### Given instruction
Please copy every row below, keeping each line identical to the original.

### Material supplied

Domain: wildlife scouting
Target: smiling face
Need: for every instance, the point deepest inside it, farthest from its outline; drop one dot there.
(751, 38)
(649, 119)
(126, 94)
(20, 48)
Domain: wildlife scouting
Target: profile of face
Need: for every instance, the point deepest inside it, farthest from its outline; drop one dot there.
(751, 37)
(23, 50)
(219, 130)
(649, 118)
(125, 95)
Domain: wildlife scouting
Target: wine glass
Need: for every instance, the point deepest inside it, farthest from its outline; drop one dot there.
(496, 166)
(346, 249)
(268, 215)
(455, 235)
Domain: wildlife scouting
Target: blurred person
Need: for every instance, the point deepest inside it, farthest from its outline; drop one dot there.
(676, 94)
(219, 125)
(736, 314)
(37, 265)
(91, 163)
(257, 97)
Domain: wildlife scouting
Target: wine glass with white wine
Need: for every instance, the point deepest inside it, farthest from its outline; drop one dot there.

### Solution to this task
Domain: wildlife scouting
Target: smiling face
Need: for every instance, the point deepest inside it, farthest from its outline; drop one dot there.
(751, 38)
(649, 119)
(126, 94)
(20, 48)
Domain: wildlife scouting
Target: profile of face
Need: for every instance, the point deepest inside it, farthest from its outline; drop one dot there.
(751, 37)
(23, 50)
(219, 130)
(649, 118)
(125, 95)
Domain: wildlife scouting
Target: wine glass
Need: for every instance, the point deepest inside it, farthest from its outline; drop one dot there.
(496, 166)
(346, 249)
(268, 215)
(455, 235)
Domain: wildlife scouting
Target: blurred person
Need: for every instance, the point deepest inside it, farthest from its outline; drop one dot there.
(676, 94)
(219, 125)
(736, 314)
(37, 265)
(91, 163)
(257, 97)
Domain: wildlife scouting
Target: wine glass with white wine
Need: for every instance, the point deepest inside it, farthest from its outline; drop one dot there.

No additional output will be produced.